WORK TASK – Exactly as written, give again the line with "find the green vegetation" and all subsequent lines through the end of the records.

EXTRACTED INFORMATION –
>>>

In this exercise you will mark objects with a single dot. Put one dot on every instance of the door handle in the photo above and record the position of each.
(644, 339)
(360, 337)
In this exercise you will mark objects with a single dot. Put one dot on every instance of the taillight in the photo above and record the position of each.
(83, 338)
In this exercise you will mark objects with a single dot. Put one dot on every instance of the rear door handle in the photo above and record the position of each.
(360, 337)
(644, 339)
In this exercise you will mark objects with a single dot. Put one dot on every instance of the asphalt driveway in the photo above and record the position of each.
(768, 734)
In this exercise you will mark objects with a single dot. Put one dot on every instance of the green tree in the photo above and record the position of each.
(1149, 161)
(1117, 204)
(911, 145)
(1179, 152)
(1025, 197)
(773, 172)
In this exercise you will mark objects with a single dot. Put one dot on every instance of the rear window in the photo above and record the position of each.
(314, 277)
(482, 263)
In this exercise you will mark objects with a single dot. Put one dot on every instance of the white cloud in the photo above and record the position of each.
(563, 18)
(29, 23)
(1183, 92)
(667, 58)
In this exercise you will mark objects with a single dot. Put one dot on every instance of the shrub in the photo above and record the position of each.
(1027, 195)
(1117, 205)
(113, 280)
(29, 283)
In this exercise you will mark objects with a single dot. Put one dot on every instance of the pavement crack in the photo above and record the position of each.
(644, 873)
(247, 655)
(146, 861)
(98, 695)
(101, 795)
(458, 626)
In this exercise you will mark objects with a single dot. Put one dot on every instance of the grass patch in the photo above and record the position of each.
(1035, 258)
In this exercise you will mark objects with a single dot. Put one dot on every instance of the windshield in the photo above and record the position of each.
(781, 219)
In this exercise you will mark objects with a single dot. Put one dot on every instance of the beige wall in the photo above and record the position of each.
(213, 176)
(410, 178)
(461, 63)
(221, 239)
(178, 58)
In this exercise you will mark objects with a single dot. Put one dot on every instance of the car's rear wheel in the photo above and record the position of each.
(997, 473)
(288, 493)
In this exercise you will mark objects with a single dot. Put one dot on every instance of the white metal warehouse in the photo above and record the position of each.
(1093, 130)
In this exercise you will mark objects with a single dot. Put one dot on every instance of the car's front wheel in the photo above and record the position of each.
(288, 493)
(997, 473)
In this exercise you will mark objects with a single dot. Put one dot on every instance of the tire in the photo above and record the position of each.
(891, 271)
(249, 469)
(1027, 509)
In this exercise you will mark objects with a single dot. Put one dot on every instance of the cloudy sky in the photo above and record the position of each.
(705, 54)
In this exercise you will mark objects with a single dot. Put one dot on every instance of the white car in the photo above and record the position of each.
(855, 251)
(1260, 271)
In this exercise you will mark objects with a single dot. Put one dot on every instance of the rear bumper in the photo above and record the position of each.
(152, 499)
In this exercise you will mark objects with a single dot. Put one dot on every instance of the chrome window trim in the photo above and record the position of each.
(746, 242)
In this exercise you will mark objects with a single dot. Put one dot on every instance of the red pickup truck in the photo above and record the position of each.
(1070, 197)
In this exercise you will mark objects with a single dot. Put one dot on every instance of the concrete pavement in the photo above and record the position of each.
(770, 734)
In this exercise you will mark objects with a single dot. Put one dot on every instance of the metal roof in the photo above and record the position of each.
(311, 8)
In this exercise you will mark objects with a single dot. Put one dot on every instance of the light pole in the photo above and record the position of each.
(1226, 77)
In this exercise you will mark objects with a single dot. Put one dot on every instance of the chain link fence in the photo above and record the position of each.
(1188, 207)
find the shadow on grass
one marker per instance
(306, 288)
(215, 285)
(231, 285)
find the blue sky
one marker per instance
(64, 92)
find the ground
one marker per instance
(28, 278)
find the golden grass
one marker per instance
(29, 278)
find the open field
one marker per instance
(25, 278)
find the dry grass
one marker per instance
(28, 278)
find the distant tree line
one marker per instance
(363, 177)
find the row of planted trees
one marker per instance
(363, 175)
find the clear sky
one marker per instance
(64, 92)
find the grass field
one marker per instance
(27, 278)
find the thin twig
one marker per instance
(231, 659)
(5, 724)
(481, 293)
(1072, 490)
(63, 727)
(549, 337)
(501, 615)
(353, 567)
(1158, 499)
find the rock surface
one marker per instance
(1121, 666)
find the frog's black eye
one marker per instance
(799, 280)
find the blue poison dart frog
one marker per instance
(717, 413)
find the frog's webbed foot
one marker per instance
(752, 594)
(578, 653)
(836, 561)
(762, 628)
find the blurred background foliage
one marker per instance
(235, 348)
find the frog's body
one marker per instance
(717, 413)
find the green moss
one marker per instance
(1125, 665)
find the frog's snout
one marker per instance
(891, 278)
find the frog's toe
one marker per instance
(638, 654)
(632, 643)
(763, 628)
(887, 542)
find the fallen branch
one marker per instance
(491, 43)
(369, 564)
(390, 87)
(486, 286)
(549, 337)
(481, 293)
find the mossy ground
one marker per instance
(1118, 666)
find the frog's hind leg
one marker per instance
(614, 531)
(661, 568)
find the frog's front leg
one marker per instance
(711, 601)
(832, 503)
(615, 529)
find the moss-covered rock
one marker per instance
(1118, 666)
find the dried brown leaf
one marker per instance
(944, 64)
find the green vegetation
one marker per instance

<<<

SOLUTION TO THE PROBLEM –
find the green vegetation
one marker per instance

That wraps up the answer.